PROVIDED PASSAGE >>
──────
Ag Carbon Accounting—Coupled with CCS—Changes the Game

October 14, 2021

BY Tom Bryan

If you’re a regular reader of Ethanol Producer Magazine, you know we’ve been covering carbon capture and storage (CCS) extensively for months, from the 30-plus facilities signed on to participate in the Summit Carbon Solutions pipeline to Valero’s agreement with Navigator CO2 Ventures and the dozens of independent ethanol plants moving forward with CCS around the country—from Richardton, North Dakota, to Keyes, California.

We share the industry’s enthusiasm for CCS, and we plan to continue covering it heavily in 2022 with bimonthly articles that dissect and explain how ethanol plant CO2 will be captured, compressed, transported, injected and monitored. Our reporters will look at how different geologies are assessed for carbon storage suitability, how the logistics and economics of CO2 aggregation work, how ownership and liability issues are being hammered out in advance of sequestration, and how injection sites will be managed long term. If you’re interested in being a part of our 2022 Ethanol Industry Carbon Capture and Storage series, contact me at editor@bbiinternational.com.       
 
No doubt, the potential of CCS to dramatically reduce the carbon intensity (CI) of grain ethanol production—cutting today’s CI scores in half—should alone make the Biden administration reconsider its entranced march toward electric vehicles. And, of course, CCS is only part of our story. As U.S. ethanol producers continue to achieve greater efficiencies and higher output with less energy and water, corn farming is at the threshold of finally getting the credit it deserves for sequestering CO2 within soil. The quest for net-zero carbon that Poet and other U.S. ethanol producers have committed to—mirroring President Biden’s call for net-zero emissions by 2050—suddenly appears possible with technology-driven efficiencies, CCS and agricultural GHG accounting being mathematically amalgamated to produce carbon-neutral or even carbon-negative biofuels.
──────
Source records:
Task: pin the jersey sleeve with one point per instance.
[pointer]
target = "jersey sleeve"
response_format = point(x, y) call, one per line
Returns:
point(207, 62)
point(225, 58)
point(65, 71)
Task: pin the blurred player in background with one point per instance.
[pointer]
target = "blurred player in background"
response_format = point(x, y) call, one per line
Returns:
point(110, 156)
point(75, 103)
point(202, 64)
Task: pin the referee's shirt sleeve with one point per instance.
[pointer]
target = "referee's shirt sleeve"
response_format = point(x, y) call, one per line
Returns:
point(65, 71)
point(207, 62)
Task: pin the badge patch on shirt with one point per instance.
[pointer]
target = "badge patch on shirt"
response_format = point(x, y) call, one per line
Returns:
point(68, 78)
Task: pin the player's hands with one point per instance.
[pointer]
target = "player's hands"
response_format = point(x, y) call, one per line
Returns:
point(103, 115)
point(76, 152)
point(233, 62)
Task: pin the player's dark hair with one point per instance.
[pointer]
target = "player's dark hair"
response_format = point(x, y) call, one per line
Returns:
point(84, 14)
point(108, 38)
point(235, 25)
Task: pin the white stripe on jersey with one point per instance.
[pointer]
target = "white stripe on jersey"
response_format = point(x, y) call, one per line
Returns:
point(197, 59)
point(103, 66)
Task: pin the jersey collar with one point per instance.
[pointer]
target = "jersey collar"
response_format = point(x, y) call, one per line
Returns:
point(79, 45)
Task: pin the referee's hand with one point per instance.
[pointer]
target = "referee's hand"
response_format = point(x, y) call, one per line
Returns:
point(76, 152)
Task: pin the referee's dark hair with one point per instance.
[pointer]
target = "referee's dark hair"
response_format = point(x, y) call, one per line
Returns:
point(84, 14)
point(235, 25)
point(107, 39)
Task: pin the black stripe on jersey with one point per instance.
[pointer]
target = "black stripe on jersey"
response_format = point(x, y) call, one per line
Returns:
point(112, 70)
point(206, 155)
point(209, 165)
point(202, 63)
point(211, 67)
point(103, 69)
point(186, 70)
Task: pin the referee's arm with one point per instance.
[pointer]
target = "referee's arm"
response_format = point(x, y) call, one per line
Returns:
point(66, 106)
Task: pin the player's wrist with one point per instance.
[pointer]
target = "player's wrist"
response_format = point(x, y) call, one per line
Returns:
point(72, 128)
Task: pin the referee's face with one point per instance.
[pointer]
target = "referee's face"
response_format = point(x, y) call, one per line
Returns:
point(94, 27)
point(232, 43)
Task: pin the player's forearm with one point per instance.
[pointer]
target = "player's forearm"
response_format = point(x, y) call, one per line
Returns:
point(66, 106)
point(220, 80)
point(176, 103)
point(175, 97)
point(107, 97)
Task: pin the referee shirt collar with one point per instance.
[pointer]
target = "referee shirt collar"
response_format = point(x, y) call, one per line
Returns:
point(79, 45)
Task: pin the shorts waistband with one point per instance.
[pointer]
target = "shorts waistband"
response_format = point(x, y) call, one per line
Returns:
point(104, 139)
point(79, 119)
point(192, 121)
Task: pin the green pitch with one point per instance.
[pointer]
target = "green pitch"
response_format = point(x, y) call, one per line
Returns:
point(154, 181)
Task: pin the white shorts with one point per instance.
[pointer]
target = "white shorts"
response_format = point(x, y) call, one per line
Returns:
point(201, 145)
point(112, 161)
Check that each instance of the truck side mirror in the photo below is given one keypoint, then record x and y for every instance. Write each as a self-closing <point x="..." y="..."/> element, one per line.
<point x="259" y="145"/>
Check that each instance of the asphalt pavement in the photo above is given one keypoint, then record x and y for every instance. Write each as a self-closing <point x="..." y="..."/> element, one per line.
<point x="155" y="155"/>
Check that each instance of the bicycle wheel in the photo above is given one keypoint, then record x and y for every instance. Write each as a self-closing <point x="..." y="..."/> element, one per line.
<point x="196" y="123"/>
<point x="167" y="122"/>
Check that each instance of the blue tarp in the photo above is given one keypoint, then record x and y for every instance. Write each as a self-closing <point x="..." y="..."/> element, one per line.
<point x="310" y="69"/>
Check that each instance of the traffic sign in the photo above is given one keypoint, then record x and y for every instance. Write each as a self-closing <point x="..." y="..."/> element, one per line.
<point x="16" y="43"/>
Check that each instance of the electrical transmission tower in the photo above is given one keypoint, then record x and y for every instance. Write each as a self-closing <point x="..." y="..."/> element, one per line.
──────
EXERCISES >>
(1) According to the article on ag carbon accounting and CCS, what steps will ethanol plant CO2 go through in the planned 2022 coverage? List them in order.
(2) How would you extend the article on ag carbon accounting and CCS, picking up right after its final sentence?

RESULTS OF THE TASKS >>
(1) Captured, compressed, transported, injected and monitored.

(2)
In “Carbon Counting on the Farm,” of page 24, we catch up with industry farmers and advocates on the leading edge of this agricultural GHG accounting movement. They are creating tools—and proof—to justify credit for the soil carbon sequestration that results from climate-smart farming practices like no-till, ridge tilling, cover crops and advanced nutrient management. The end goal—and to some extent, it’s already begun—is that low-carbon biofuel markets, starting with California, will give ethanol plants using low- and negative-carbon corn a reduced CI score, making farm-level carbon accounting pay.

The industry has known for years that it would need to transition from the old DOT-111 rail cars to the much safer DOT-117s. While the deadline for completing that transition, just months away, is firm—there will reportedly be no flexibility for non-compliance—the ethanol industry is ready for the switch.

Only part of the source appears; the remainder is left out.